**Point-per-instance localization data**
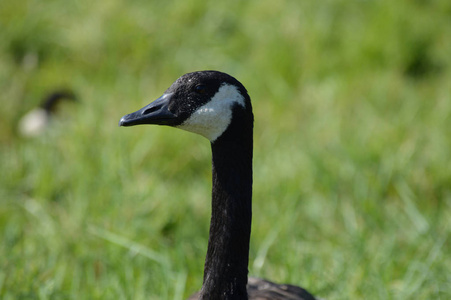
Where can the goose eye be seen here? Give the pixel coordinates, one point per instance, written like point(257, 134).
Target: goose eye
point(200, 89)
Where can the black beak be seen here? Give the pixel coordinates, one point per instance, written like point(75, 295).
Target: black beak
point(156, 112)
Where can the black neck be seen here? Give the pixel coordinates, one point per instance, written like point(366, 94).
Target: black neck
point(225, 273)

**What to do**
Copy the records above exactly, leaving out every picture.

**Solution for this task**
Where can the goose eye be seen here? Give the pixel coordinates, one point per instance, written like point(257, 134).
Target: goose eye
point(200, 89)
Where can the black beak be seen here? Give the pixel coordinates, one point per instance, written like point(75, 295).
Target: black beak
point(156, 112)
Where can the black neck be seen here? Give the pixel coordinates, one point per instance, written like point(366, 94).
Target: black neck
point(225, 273)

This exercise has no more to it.